▶ _PROBLEMA_
Prolongue o texto sobre a obra linguística de Coseriu a partir da última frase apresentada.

▶ _TRECHO DO TEXTO_
⟨
Palavras-chave: Coseriu ; discurso poético; sujeito do discurso poético; a construção do sentido.
Eugenio Coseriu, ao longo de uma das mais extensas obras no campo da Linguística da segunda metade do século XX, em que focaliza, pode-se dizer, todos os campos desta ciência, visa a compreender a realização inteira da linguagem, com mais de trezentos textos publicados, muitos dos quais livros. Deixou ainda inúmeros inéditos, que, após a sua morte em 2002, já começaram a ser editados, como “Linguagem e discurso”, em que, através de alguns ensaios, focaliza o sentido de texto. Esta obra conheceu uma edição brasileira em 2010 (Coseriu/Lamas, 2010).
Podemos dizer que a base do ideário linguístico coseriano, que ele considerava mesmo a sua maior contribuição para a Linguística, é a tricotomia entre os três planos linguísticos, distinção que corresponde à intuição dos próprios falantes, ou seja, o plano ou o nível universal do falar em geral, o plano ou o nível histórico das línguas e o plano ou o nível individual dos discursos. Propõe, desta maneira, o que ele viria a chamar de linguística integral, longe, muito longe, assim, de se limitar ao estudo de apenas um objeto linguístico, como o da “langue”, adotado pelo estruturalismo e pelo gerativismo, com pressupostos distintos.
⟩
▶ _TRECHOS DA LISTAGEM_
⟨
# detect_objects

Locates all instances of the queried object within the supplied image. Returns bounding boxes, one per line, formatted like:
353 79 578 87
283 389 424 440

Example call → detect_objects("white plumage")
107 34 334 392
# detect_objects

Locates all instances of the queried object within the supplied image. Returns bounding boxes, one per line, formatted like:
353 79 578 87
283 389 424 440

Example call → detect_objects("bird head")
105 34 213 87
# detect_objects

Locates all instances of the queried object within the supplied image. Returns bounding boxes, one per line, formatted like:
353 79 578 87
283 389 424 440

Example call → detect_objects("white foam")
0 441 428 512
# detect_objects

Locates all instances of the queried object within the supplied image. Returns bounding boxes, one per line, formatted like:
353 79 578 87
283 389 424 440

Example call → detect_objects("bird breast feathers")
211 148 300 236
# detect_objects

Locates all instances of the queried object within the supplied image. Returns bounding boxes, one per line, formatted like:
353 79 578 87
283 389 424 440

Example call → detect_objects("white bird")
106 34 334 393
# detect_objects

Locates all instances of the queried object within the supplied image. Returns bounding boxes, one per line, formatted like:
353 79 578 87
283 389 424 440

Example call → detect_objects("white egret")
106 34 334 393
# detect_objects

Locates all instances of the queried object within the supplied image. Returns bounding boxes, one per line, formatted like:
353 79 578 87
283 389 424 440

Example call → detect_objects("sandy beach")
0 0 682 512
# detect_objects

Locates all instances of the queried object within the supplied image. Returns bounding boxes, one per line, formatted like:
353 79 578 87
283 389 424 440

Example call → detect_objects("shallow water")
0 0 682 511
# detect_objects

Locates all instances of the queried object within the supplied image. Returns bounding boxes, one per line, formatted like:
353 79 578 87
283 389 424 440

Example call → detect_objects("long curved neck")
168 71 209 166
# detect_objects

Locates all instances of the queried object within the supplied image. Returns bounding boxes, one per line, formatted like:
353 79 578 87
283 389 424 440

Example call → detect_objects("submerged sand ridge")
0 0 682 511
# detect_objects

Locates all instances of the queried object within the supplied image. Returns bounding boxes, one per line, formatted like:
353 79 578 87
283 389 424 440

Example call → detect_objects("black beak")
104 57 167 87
⟩
⟨
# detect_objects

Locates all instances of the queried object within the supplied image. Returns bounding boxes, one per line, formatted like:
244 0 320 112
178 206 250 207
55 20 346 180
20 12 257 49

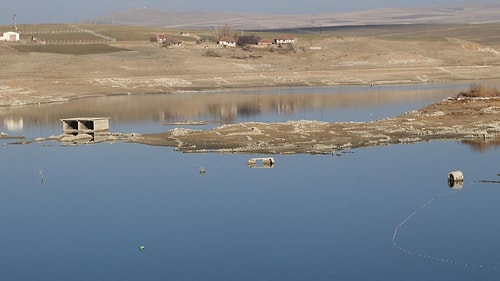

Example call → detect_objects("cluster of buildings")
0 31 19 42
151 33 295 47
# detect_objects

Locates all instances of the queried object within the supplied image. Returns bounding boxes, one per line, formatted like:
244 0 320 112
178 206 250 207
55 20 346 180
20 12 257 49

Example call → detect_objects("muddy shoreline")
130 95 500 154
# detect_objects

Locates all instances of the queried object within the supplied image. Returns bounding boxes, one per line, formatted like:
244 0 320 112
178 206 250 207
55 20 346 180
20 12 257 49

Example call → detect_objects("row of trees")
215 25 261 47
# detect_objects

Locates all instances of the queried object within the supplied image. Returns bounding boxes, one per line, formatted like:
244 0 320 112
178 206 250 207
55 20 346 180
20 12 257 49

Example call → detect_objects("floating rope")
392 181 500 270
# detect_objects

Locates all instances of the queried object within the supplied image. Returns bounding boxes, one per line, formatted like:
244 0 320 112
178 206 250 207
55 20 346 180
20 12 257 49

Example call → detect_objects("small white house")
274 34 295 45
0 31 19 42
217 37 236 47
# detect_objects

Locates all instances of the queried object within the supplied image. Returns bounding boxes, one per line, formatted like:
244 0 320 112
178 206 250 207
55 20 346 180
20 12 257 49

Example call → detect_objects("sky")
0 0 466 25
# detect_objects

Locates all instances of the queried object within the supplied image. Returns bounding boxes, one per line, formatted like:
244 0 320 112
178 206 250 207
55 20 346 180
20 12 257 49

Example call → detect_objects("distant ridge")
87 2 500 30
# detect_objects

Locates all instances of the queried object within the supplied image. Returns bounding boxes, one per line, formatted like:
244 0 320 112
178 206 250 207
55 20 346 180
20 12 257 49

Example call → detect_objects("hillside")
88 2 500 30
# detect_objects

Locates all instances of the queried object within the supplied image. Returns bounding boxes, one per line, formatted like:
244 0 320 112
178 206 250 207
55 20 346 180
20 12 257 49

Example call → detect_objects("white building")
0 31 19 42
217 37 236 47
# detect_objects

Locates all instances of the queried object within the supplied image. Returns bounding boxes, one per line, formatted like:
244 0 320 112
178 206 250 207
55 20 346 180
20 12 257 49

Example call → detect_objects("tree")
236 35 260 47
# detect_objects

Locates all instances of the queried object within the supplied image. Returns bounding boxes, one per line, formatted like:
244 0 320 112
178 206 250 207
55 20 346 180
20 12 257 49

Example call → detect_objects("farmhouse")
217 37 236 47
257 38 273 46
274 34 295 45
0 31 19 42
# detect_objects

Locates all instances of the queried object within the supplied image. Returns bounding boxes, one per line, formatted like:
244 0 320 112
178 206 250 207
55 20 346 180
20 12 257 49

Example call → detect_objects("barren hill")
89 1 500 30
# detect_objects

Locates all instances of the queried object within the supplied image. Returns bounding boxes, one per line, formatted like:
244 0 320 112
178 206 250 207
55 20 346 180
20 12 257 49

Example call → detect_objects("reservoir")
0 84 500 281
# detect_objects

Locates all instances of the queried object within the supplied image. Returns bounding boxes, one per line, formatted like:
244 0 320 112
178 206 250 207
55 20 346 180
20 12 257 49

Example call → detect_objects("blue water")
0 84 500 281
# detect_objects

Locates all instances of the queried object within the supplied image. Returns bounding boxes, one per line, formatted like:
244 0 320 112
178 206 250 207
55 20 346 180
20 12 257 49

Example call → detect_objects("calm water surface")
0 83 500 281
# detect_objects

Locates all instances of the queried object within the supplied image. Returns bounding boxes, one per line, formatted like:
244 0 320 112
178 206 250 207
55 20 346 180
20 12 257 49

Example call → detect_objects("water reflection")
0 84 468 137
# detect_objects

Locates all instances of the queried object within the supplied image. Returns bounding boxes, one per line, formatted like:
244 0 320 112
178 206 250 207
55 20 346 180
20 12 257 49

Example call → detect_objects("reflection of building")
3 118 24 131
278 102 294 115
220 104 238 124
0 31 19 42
⟩
⟨
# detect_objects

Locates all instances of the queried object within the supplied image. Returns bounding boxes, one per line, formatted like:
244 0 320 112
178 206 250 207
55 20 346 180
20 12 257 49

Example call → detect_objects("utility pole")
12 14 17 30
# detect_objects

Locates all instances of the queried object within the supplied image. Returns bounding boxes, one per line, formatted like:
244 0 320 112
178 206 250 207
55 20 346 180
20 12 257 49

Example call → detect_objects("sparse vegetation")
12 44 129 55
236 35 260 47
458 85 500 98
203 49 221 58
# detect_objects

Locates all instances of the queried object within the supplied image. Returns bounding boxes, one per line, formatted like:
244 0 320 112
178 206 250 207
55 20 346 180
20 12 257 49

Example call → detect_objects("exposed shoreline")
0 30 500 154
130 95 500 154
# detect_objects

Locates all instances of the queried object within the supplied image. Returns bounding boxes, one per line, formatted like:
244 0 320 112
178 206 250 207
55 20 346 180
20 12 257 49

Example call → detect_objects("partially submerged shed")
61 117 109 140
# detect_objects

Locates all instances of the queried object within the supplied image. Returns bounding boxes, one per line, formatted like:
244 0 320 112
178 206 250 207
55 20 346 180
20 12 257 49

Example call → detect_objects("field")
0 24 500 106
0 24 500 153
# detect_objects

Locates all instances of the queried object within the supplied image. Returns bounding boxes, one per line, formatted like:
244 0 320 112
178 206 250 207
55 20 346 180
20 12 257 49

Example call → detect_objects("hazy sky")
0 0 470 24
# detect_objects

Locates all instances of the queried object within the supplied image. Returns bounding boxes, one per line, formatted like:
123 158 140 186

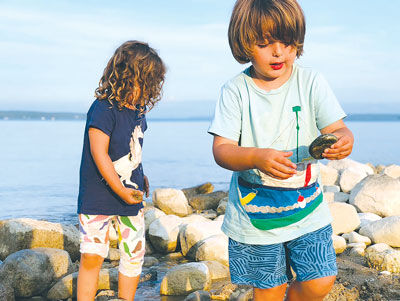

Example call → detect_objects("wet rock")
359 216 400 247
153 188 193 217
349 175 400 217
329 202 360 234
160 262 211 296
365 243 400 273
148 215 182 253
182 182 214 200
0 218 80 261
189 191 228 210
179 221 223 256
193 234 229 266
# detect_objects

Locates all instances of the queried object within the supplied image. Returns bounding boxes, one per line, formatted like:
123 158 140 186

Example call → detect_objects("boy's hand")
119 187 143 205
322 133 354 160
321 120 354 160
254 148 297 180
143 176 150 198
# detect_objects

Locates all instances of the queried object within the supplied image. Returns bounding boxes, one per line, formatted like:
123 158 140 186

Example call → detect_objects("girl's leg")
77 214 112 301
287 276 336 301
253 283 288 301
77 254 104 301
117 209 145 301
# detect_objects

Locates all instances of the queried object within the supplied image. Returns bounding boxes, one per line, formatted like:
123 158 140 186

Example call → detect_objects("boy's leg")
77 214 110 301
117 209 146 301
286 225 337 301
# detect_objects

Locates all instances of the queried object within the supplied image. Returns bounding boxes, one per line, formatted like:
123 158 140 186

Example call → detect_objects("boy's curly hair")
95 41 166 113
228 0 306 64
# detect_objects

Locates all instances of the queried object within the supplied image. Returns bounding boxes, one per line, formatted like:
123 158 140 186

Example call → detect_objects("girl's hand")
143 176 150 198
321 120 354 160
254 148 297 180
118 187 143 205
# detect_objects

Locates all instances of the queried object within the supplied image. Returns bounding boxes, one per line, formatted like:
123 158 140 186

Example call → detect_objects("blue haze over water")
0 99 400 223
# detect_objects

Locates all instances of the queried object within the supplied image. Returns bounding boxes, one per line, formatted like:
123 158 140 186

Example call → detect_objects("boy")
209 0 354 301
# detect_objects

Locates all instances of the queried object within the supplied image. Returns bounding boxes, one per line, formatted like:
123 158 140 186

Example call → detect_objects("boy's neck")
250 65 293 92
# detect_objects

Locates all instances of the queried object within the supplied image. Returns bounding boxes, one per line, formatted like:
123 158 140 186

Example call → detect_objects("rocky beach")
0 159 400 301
⟩
▶ _RESULTADO_
É certo que Coseriu, por ter sido autor de alguns textos estruturalistas, mormente numa época em que o estruturalismo era a corrente linguística prevalente no mundo, e por uma divulgação muito mal feita de uma parte considerável de sua produção acadêmica entre nós, teve a sua imagem com frequência associada à de um estruturalista, imagem não só parcial, mas falsa, na avaliação de Johannes Kabetec, diretor do Arquivo Eugenio Coseriu da Universidade de Tübingen (Coseriu/Lamas, 2010:7):
É falsa, pois Coseriu apenas tomou a discussão das ideias saussureanas como ponto de partida metodológico, e não a doutrina de Saussure como um todo, ou seja,a linguística de Coseriu não deve ser entendida como mais uma escola linguística dentre as que dão continuidade à doutrina do mestre de Genebra. Coseriu (…) não aceita a parcialização de uma linguística tendo a langue como único e verdadeiro objeto, como propôs Saussure.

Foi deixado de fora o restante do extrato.